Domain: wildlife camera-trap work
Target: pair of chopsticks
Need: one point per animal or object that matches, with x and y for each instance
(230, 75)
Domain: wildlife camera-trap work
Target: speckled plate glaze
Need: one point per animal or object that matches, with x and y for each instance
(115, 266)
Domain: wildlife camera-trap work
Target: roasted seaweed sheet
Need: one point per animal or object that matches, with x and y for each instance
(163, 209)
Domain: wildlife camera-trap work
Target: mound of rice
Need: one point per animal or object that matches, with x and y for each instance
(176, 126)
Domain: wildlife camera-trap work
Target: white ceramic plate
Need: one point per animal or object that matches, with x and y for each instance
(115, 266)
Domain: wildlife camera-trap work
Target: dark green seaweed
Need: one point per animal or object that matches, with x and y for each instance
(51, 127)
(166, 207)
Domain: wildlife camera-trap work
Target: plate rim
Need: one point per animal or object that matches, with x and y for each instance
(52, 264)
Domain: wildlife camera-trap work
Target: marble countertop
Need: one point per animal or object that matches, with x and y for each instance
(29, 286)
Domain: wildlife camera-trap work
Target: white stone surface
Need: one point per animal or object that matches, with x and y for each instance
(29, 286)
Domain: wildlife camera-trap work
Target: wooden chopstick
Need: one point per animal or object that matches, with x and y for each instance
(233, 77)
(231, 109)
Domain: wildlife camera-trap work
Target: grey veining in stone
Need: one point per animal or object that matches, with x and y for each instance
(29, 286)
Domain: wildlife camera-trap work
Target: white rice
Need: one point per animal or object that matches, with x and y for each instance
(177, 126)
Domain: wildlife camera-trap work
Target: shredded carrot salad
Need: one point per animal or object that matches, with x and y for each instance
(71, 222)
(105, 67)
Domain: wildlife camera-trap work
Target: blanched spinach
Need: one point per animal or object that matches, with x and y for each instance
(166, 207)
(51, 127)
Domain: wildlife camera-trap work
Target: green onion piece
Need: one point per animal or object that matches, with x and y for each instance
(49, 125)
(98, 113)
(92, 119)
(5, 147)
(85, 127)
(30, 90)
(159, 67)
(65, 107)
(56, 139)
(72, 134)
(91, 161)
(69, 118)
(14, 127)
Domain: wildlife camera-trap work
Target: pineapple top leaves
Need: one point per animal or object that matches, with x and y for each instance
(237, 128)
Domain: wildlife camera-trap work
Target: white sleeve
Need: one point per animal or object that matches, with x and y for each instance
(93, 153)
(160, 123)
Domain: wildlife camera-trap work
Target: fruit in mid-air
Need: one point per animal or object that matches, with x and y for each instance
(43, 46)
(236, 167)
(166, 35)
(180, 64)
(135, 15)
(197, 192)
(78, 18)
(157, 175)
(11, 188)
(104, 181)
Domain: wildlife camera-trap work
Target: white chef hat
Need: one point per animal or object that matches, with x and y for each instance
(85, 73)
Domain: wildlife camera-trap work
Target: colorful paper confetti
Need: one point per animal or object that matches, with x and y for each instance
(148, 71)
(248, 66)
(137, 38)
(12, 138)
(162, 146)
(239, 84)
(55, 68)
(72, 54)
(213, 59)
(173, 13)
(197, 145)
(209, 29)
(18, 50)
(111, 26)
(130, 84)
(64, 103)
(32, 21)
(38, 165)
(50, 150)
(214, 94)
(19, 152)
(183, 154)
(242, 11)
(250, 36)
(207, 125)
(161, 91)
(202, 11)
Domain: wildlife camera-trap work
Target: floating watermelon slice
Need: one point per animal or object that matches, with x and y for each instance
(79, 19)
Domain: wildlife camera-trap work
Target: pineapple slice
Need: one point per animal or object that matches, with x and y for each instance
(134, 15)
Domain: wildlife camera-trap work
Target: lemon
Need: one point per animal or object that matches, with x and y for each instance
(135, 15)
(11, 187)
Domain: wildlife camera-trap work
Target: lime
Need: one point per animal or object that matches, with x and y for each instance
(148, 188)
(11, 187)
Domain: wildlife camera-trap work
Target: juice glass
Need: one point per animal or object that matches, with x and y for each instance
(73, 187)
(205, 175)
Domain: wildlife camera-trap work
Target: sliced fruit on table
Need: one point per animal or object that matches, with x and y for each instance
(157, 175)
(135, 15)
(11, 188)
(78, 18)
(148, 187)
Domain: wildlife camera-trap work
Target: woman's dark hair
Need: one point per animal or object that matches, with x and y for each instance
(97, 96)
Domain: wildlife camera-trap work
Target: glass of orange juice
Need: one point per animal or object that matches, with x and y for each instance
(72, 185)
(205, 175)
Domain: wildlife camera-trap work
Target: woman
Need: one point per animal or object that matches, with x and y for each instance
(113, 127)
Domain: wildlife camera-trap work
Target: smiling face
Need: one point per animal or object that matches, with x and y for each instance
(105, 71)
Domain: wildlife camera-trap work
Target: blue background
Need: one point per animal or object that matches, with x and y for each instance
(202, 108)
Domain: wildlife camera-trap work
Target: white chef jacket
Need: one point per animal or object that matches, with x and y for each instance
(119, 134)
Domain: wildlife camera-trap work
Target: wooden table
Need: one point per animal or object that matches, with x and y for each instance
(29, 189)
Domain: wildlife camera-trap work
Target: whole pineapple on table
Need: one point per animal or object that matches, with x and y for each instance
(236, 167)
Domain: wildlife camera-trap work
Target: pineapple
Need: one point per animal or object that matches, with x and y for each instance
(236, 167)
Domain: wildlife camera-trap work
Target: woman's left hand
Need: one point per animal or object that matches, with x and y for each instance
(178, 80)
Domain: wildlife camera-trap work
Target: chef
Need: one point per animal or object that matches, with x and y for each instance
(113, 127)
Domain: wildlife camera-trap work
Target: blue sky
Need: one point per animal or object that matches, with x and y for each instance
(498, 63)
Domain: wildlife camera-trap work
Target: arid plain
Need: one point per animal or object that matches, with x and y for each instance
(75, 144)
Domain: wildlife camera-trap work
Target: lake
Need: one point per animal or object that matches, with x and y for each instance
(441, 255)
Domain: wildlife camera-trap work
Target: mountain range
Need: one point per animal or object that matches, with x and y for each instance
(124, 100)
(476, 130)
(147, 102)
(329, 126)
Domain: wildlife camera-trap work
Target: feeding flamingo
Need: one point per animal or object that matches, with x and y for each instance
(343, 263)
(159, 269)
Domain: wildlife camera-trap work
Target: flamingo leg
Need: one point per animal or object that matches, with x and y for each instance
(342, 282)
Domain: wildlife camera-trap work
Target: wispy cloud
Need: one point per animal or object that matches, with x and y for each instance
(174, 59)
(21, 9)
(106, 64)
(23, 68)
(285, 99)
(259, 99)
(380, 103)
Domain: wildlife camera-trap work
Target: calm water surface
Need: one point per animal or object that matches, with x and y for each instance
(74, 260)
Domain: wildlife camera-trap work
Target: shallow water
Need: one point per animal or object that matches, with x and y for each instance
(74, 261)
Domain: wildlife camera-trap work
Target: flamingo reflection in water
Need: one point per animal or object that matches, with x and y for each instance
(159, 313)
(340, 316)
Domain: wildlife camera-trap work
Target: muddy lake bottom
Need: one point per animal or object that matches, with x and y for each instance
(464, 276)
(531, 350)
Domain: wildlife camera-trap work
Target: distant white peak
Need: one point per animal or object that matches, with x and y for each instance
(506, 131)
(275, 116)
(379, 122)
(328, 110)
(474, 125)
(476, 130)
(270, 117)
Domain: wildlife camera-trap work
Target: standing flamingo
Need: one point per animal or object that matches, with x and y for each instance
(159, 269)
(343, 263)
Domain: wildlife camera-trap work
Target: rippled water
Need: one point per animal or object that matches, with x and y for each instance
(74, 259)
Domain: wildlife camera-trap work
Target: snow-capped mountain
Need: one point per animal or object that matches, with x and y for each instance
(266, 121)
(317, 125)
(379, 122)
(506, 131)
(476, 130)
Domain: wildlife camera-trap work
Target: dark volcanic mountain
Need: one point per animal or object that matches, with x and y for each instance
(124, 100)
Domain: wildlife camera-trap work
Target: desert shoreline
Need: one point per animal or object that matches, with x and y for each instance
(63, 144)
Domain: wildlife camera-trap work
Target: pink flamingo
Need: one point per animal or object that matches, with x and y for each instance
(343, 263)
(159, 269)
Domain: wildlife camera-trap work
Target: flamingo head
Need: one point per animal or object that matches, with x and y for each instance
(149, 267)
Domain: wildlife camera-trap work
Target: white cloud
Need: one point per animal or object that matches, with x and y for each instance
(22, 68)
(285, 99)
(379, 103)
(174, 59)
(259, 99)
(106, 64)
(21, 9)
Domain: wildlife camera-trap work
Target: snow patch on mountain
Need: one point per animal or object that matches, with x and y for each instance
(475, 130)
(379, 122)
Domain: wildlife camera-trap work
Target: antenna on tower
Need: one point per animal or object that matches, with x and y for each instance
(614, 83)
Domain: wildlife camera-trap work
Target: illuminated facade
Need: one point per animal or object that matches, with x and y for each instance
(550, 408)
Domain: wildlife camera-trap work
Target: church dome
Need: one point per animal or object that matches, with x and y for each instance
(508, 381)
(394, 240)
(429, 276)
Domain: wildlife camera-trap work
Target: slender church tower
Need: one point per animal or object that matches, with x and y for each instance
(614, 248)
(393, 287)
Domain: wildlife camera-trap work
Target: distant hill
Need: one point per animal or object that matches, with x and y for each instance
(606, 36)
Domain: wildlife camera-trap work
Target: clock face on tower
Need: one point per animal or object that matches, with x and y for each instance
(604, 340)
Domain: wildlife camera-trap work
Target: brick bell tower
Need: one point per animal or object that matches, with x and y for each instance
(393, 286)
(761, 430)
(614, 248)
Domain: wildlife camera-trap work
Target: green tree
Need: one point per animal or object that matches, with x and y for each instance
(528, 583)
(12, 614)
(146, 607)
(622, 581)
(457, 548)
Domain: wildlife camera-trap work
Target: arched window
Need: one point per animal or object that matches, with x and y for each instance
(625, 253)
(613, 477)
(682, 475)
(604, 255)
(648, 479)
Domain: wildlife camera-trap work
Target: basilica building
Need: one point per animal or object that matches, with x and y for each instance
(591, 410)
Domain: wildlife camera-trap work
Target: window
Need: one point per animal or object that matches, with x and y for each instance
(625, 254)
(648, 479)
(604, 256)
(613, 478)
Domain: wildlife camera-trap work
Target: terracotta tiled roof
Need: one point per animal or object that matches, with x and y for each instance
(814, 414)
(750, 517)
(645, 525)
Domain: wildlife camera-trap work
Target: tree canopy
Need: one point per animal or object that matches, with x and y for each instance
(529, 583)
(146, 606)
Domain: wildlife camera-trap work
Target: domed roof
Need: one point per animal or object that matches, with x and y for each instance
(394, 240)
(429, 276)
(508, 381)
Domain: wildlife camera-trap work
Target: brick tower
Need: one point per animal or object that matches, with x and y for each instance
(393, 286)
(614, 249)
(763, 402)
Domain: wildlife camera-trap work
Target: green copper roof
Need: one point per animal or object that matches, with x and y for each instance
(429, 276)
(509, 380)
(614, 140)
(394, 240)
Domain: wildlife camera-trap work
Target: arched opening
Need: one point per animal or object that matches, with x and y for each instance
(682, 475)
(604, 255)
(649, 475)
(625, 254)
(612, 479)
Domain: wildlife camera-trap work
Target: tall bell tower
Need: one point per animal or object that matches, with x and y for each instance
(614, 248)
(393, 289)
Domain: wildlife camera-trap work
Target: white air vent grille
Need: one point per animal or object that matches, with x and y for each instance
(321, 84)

## What to work on
Filter the lines above, keeping every one that contains the word "mountain". Copy each kept line without changes.

## Solution for this task
Target: mountain range
Target: snow-capped mountain
Target: dark volcanic mountain
Target: snow patch on mountain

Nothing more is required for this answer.